> **TEXTO CITADO**:
- Valor Econômico (18/6/2019)
"Tem que ter noção de consequência", alerta Santos Cruz
Cinco dias após deixar o governo, o general de divisão Carlos Alberto dos Santos Cruz mantém a agenda cheia. É palestrante convidado do congresso da Associação Brasileira de Jornalismo Investigativo (Abraji) no dia 27. Nos dias 10 e 11 de julho, participa de evento sobre missões de paz na sede das Organizações das Nações Unidas (ONU) em Nova York.
Dispensado pelo presidente Jair Bolsonaro na última quinta-feira, após sucessivos ataques do escritor Olavo de Carvalho e de seus sequazes, Santos Cruz é um quadro concorrido na esfera internacional: depois de chefiar as missões de paz no Haiti (de 2007 a 2009) e no Congo (de 2013 a 2015), tornou-se consultor da ONU. Fluente em inglês, francês e espanhol, e conhecedor de russo, proferiu cursos e palestras em dezenas de países. Quando foi convidado para ser ministro, estava em Bangladesh, ministrando um curso para comandantes militares.
Apesar do bombardeio do grupo de Olavo, Santos Cruz nega que tenha sido uma "guerra" trabalhar no governo. "A política tem uma conotação às vezes não muito boa, mas eu não saio desiludido com a política", disse à coluna. "Encontrei muitas pessoas boas interessadas em trabalhar. A política é um jogo de interesses, mas não precisa ser desonesto por causa disso".
Questionado sobre o motivo de sua saída da Secretaria de Governo, ele pondera que só o presidente da República tem a resposta. Para interlocutores de Bolsonaro, Santos Cruz teria adotado uma postura de intransigência à frente do ministério, como se tentasse aplicar à política a rigidez de um quartel. O general refuta essa versão. Forjado no ambiente de diplomacia e política da ONU, ele tem perfil conciliatório. Mas não transige se o impasse implica renúncia a suas convicções, ou dispor irresponsavelmente do dinheiro público.
Questionado se foi compelido a aplicar irresponsavelmente os recursos públicos da Secretaria de Comunicação, como chegou a ser divulgado, ele nega com veemência. Declara estar com a consciência tranquila. "É fácil ficar quieto, não falar nada, ver um monte de absurdo e continuar na função", afirma.

> **REGISTROS ARMAZENADOS**:
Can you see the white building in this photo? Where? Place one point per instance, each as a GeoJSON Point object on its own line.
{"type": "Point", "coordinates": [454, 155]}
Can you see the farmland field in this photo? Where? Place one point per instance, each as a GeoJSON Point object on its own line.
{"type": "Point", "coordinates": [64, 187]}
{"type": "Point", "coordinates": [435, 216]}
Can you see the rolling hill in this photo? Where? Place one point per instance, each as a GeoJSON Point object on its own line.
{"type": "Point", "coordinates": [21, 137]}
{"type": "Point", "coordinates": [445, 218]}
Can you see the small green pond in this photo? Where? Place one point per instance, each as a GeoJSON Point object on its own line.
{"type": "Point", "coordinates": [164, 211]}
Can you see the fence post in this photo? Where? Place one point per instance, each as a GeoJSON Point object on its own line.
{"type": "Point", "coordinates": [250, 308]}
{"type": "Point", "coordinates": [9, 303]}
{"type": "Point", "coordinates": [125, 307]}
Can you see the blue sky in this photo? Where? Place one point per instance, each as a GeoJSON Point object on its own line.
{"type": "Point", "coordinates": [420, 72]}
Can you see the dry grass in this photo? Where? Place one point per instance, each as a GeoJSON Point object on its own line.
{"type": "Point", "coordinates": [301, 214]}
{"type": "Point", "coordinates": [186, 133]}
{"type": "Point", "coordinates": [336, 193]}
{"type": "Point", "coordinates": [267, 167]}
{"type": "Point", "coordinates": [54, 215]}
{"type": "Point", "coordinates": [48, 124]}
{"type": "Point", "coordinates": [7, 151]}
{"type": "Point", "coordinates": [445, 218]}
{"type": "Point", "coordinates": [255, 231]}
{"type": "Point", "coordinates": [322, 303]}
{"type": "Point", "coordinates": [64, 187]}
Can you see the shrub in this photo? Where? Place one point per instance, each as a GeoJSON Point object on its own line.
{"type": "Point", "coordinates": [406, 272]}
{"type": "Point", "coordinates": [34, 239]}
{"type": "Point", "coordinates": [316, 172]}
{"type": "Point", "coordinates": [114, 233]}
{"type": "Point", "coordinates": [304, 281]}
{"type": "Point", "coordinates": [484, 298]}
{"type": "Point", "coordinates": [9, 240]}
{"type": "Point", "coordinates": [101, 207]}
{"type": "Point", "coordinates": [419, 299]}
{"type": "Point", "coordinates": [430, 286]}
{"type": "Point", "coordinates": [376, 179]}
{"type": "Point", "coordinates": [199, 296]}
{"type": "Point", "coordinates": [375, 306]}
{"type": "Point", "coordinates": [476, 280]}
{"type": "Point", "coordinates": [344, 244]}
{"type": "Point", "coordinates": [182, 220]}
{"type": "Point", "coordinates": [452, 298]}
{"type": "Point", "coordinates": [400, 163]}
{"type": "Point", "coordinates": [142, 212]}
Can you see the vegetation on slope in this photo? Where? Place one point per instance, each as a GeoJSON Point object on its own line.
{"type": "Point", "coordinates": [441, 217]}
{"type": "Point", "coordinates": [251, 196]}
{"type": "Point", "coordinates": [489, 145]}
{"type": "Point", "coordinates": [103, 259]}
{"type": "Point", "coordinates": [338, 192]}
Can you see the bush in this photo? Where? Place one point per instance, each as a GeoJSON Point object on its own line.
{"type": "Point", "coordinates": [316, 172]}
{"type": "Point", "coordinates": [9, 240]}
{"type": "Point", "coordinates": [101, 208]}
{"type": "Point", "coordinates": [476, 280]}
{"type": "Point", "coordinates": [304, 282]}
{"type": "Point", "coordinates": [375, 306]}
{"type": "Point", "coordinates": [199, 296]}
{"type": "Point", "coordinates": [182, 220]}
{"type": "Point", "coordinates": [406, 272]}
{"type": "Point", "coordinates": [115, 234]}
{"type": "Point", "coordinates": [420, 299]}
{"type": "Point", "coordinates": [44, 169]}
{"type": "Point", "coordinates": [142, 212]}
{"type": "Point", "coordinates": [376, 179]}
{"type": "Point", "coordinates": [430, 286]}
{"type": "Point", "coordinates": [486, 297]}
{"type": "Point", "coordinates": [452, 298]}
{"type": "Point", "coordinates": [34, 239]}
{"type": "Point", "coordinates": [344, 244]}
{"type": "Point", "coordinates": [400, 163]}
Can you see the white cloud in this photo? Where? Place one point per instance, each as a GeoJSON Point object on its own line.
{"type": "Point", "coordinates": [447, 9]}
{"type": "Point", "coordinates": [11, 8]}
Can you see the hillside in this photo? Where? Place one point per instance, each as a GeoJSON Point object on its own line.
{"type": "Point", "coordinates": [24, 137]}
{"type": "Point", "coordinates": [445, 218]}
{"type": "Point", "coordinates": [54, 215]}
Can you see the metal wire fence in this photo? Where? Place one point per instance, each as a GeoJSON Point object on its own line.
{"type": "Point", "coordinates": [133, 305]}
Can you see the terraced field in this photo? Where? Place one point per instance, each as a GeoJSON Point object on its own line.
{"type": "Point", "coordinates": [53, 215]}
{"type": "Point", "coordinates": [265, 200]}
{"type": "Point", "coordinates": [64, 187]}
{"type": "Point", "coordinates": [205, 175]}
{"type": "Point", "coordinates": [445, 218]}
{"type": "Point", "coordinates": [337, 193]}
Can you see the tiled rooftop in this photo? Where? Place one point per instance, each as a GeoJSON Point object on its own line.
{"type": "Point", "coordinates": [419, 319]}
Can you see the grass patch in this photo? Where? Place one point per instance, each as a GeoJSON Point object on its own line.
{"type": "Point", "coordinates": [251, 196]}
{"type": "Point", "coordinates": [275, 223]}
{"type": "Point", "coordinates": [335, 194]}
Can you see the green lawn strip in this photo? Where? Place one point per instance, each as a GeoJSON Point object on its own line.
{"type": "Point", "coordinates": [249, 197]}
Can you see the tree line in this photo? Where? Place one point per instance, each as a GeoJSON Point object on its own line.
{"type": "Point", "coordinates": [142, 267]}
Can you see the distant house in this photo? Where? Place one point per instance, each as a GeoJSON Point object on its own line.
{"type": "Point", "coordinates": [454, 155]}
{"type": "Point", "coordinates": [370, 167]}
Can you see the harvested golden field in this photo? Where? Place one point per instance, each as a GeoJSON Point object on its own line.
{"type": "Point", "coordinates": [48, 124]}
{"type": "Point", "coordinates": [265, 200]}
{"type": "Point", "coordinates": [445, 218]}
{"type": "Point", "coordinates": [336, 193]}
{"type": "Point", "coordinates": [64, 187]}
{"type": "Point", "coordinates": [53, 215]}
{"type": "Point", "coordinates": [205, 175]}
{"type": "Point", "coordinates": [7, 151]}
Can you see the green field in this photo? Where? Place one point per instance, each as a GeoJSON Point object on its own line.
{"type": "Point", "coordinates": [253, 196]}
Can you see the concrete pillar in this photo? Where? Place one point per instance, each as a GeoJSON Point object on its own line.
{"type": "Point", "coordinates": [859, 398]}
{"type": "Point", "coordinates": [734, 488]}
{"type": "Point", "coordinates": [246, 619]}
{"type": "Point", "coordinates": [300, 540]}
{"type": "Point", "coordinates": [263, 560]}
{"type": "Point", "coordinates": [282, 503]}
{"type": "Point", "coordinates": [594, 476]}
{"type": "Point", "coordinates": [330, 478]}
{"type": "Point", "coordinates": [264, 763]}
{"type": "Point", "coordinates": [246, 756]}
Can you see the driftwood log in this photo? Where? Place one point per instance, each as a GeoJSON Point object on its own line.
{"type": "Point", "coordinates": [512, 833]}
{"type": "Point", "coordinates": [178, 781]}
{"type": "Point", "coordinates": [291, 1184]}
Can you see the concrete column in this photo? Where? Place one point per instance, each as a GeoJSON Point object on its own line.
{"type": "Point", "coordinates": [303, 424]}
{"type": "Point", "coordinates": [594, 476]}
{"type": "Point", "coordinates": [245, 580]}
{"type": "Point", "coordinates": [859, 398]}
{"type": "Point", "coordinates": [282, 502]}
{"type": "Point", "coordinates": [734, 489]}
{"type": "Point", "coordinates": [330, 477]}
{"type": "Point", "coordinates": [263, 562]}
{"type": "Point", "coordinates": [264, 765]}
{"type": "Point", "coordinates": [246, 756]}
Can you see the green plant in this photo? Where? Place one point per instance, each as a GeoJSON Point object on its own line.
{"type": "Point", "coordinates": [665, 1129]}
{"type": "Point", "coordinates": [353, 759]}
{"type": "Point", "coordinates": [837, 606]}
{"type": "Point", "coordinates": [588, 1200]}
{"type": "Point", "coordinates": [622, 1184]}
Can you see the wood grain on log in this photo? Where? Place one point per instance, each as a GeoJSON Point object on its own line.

> **O QUE FAZER**: Resuma em duas frases o texto sobre a saída do general Santos Cruz do governo. O material provém de outra fonte.

> **RESULTADO CORRETO**: Dispensado por Jair Bolsonaro após sucessivos ataques de Olavo de Carvalho e de seus sequazes, o general Carlos Alberto dos Santos Cruz, que chefiou missões de paz no Haiti e no Congo, mantém a agenda cheia, com palestra no congresso da Abraji e participação em evento na sede da ONU em Nova York. Ele afirma não sair desiludido com a política, diz que só o presidente tem a resposta sobre o motivo de sua saída e nega tanto a postura de intransigência que lhe atribuem quanto ter sido compelido a aplicar irresponsavelmente os recursos públicos.